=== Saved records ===
•••
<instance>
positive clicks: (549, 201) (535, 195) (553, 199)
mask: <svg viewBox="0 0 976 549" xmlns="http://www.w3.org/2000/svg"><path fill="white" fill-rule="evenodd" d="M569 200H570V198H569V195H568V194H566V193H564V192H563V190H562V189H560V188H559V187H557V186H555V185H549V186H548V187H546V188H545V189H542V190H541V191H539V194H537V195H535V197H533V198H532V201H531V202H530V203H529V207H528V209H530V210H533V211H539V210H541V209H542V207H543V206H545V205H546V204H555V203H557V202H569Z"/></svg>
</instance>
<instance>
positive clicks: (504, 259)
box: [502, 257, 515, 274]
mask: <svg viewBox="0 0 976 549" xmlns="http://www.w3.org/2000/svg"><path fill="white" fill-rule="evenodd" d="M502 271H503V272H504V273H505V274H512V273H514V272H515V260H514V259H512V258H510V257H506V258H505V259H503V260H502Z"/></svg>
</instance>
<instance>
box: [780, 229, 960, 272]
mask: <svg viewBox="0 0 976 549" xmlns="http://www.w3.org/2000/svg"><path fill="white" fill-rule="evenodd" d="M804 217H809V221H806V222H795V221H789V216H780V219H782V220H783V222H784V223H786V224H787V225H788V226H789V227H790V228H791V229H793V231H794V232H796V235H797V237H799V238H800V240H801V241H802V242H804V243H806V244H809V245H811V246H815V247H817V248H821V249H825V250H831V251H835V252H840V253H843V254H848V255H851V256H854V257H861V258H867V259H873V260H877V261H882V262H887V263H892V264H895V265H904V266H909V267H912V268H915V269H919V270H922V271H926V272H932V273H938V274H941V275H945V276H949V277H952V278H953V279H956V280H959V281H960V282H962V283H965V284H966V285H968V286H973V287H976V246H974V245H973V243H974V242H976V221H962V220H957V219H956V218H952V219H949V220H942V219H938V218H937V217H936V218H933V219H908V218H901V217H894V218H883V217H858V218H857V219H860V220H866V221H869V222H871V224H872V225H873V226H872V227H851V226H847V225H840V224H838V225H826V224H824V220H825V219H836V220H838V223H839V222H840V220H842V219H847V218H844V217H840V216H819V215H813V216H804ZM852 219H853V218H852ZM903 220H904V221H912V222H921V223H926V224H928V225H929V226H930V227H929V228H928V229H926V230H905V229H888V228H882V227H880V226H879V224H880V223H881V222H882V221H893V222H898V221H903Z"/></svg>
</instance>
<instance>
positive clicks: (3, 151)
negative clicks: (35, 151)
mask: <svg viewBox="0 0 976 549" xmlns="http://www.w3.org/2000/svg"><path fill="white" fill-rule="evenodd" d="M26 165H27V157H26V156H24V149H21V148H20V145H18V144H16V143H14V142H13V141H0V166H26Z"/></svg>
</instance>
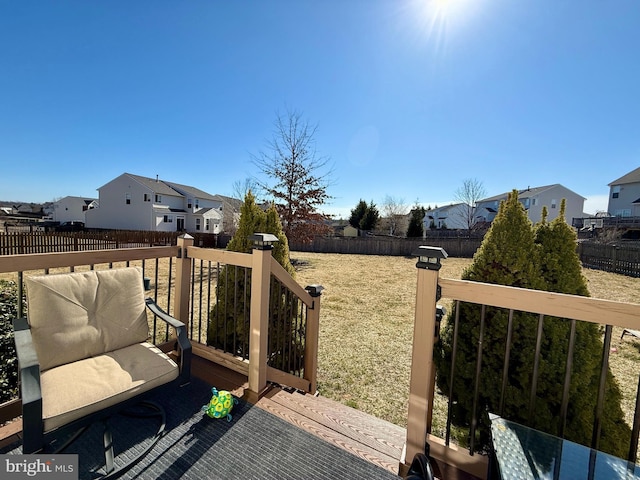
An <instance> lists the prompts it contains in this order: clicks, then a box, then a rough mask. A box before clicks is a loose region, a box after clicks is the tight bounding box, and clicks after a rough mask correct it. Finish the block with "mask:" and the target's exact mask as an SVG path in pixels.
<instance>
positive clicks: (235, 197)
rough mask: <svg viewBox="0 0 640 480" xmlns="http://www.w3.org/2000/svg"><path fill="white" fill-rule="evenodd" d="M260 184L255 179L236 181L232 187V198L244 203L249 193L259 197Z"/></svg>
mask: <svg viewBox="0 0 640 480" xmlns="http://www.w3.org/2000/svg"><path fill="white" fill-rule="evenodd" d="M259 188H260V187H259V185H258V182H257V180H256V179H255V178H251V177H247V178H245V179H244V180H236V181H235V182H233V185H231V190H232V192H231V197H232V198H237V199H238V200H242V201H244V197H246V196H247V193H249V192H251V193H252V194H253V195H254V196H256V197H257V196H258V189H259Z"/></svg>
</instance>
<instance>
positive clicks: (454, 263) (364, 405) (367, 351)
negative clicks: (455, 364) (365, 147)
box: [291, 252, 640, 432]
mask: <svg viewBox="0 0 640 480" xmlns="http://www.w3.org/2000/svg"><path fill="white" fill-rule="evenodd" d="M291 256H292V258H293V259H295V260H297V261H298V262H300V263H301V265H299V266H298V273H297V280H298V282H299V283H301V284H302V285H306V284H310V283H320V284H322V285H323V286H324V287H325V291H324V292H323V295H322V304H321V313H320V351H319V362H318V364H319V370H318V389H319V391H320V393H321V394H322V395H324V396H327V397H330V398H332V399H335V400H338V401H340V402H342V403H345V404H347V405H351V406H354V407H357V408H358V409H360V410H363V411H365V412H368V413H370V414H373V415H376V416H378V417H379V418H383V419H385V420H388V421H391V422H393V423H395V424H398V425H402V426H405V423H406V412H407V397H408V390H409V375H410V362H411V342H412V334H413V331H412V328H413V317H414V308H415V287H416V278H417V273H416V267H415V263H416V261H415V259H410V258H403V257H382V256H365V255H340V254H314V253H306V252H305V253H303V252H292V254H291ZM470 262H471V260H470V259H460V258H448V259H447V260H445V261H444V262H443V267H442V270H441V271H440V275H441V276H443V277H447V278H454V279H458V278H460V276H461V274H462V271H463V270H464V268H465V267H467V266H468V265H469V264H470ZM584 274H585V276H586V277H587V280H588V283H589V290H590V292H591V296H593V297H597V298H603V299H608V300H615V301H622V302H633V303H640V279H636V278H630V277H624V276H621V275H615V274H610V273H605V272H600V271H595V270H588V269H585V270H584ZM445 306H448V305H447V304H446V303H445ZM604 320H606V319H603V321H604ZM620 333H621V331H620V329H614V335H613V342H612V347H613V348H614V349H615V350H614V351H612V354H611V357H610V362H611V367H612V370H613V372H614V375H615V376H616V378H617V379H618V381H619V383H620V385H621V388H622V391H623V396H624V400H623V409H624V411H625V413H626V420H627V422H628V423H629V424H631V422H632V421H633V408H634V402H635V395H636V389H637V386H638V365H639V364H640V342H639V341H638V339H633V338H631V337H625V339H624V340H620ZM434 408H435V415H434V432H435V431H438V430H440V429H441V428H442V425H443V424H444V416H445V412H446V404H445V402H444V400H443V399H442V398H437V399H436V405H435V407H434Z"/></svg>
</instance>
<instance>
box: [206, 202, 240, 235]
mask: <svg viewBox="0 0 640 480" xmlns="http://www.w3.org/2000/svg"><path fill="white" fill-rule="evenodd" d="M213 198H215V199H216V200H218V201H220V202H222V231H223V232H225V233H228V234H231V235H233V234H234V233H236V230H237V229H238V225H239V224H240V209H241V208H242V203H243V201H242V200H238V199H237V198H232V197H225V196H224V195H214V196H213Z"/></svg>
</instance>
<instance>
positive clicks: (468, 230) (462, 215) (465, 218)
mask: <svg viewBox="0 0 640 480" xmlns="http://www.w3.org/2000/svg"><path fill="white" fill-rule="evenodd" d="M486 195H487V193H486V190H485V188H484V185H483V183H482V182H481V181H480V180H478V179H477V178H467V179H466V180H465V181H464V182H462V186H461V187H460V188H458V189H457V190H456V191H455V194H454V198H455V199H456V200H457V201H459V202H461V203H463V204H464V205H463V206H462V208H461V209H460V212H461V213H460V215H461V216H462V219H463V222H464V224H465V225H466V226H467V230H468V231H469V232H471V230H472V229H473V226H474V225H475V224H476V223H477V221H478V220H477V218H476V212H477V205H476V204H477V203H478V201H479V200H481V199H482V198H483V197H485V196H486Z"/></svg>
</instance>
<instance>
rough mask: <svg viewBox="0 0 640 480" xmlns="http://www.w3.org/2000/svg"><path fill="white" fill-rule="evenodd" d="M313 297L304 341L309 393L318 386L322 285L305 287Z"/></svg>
•••
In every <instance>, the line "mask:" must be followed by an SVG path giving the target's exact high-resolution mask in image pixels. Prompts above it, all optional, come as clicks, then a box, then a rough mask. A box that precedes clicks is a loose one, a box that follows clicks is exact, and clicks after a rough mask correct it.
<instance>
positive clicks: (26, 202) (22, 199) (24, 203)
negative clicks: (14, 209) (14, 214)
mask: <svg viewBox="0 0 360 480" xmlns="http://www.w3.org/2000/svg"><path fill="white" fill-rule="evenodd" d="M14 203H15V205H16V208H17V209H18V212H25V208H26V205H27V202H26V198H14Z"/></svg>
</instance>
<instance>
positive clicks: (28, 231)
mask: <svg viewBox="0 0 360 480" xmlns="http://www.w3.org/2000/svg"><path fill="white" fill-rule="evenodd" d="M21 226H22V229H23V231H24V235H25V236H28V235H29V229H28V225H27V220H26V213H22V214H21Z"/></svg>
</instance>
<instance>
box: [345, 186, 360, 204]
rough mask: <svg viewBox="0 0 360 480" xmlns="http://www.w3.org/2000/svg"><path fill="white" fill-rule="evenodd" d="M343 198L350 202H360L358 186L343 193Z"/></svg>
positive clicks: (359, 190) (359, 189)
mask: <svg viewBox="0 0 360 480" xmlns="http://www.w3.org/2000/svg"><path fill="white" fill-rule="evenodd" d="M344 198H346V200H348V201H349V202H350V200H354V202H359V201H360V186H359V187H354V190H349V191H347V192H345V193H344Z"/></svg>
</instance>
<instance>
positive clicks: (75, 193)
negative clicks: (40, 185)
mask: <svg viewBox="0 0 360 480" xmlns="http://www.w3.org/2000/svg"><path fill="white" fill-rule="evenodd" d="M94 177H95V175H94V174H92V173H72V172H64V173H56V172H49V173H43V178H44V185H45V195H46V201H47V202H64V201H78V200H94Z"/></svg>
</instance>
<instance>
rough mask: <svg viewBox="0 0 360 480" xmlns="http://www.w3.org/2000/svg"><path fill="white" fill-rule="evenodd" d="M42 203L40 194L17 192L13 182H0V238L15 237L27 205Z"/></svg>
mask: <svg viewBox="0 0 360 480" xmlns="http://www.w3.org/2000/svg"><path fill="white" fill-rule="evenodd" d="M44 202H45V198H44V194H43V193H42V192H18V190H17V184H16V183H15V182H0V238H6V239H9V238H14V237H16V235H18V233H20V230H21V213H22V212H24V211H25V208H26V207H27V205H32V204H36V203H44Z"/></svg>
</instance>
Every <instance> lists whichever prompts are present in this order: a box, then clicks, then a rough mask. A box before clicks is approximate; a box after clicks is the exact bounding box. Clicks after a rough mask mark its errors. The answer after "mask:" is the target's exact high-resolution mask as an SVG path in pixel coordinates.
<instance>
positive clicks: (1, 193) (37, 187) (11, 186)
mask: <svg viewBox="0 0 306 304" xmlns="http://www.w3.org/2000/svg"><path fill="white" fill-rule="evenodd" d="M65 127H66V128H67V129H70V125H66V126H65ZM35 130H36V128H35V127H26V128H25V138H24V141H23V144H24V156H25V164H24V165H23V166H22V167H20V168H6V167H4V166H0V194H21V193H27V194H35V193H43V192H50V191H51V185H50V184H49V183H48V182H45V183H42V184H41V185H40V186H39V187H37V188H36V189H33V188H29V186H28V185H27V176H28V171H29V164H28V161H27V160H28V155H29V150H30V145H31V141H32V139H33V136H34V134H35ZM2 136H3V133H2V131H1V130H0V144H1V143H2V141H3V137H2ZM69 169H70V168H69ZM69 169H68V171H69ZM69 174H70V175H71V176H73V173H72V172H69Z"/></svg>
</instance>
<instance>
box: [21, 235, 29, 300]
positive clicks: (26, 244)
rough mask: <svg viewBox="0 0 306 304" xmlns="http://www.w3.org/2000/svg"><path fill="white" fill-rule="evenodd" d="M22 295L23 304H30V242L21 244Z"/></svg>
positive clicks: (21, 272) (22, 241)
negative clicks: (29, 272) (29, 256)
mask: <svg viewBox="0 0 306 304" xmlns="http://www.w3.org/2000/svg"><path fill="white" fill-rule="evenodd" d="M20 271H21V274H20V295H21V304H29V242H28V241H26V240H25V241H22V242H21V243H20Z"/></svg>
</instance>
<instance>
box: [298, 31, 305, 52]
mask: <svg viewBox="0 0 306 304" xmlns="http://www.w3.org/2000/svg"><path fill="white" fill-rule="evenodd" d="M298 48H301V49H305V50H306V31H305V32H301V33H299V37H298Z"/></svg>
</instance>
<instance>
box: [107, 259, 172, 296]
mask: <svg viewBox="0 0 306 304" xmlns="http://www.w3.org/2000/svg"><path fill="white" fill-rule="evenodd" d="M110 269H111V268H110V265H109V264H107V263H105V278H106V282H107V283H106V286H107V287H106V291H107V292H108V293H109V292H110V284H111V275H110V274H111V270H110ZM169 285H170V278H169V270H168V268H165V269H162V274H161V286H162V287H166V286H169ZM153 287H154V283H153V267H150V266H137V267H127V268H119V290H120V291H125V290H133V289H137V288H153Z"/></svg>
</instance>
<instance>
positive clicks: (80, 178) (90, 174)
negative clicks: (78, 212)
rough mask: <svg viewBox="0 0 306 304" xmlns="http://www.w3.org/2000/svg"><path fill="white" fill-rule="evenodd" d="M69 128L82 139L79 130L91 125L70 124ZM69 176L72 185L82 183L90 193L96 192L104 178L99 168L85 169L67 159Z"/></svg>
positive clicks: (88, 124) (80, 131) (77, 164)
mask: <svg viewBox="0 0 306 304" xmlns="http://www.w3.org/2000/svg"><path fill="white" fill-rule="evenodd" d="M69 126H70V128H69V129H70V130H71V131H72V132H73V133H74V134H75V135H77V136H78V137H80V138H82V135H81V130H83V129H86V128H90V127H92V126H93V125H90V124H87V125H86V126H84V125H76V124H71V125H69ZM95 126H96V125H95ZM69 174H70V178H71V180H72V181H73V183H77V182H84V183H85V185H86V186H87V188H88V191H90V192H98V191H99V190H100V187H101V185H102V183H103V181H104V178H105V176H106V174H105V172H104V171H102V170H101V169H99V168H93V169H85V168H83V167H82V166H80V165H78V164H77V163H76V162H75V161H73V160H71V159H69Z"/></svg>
•••
=== Task to complete ===
Which lines in the records above contain the string "bounding"? Copy out each of them.

=== Response for this exercise ===
An <instance> lists the prompts it contains in this order: clicks, then a box, then a rough mask. A box before clicks is a loose region, a box after clicks is the tight bounding box, and clicks after a rough mask correct it. Finish the block with "mask:" and the target's exact mask as an SVG path in pixels.
Every <instance> lists whichever prompts are present in this order: a box, then clicks, then a rough mask. A box before clicks is approximate; a box after clicks is the exact bounding box. Clicks after a rough mask mark its errors. The answer after "mask:" is the target's exact high-resolution mask as an SVG path in pixel coordinates.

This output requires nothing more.